◆ Your assignment: Search the material below for the string "clicks" and extract each line that has it.
Extracted entries START
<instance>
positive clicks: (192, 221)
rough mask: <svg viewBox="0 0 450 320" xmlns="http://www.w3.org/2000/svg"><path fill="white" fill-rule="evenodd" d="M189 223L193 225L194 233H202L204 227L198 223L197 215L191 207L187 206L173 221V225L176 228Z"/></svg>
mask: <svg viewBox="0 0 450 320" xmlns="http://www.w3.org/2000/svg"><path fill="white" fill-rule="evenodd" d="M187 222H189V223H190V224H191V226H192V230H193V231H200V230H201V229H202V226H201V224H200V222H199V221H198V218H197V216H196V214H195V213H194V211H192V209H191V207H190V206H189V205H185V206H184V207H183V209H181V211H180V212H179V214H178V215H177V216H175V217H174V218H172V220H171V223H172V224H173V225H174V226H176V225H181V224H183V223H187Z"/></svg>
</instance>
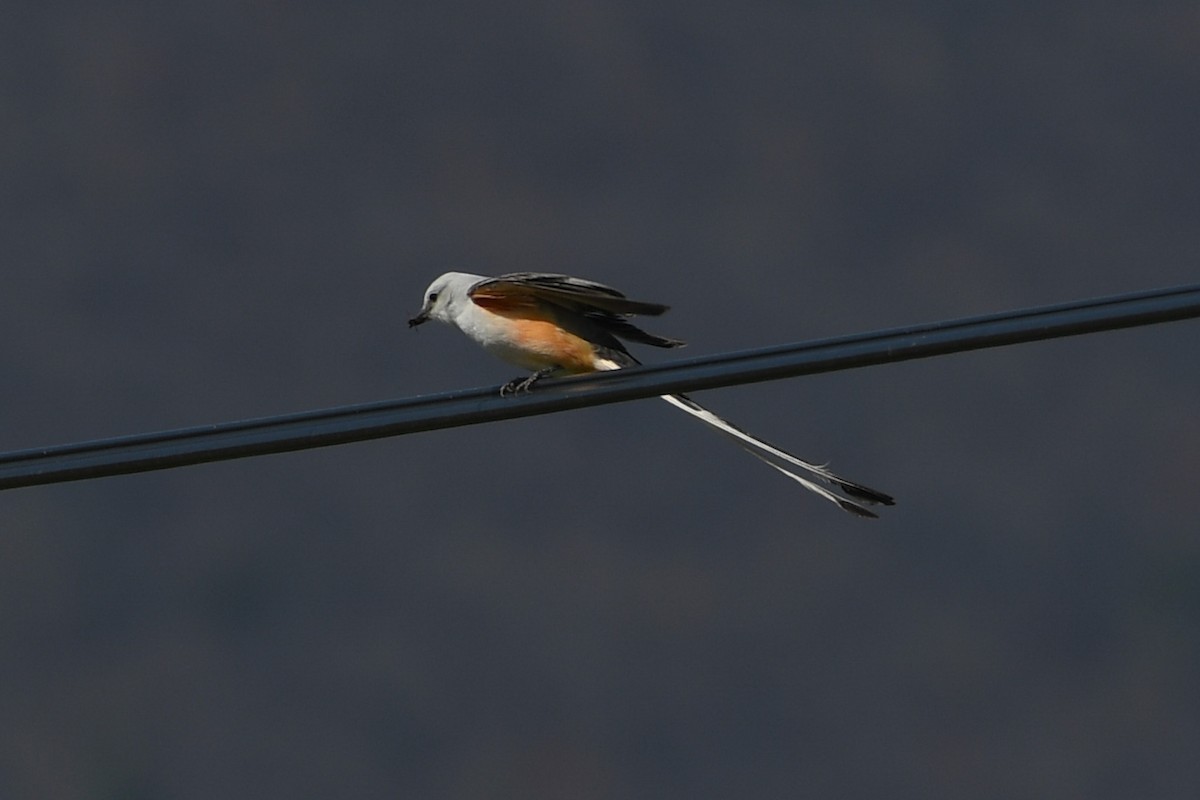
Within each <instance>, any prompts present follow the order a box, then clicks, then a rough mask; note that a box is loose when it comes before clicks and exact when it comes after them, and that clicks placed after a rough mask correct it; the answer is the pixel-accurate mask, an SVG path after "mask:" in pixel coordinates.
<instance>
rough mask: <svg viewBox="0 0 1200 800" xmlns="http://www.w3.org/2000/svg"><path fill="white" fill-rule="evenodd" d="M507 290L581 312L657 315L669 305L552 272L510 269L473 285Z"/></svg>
Extracted entries END
◆ Completed exercise:
positive clicks: (192, 221)
Within each <instance>, any prompts present follow the order a box, then clicks, then a rough mask; note that a box is loose when it comes before clicks and exact when it comes after them, and that clicks placed after a rough mask correct it; the answer is the pixel-accurate mask, an SVG path after "mask:" in pixel coordinates.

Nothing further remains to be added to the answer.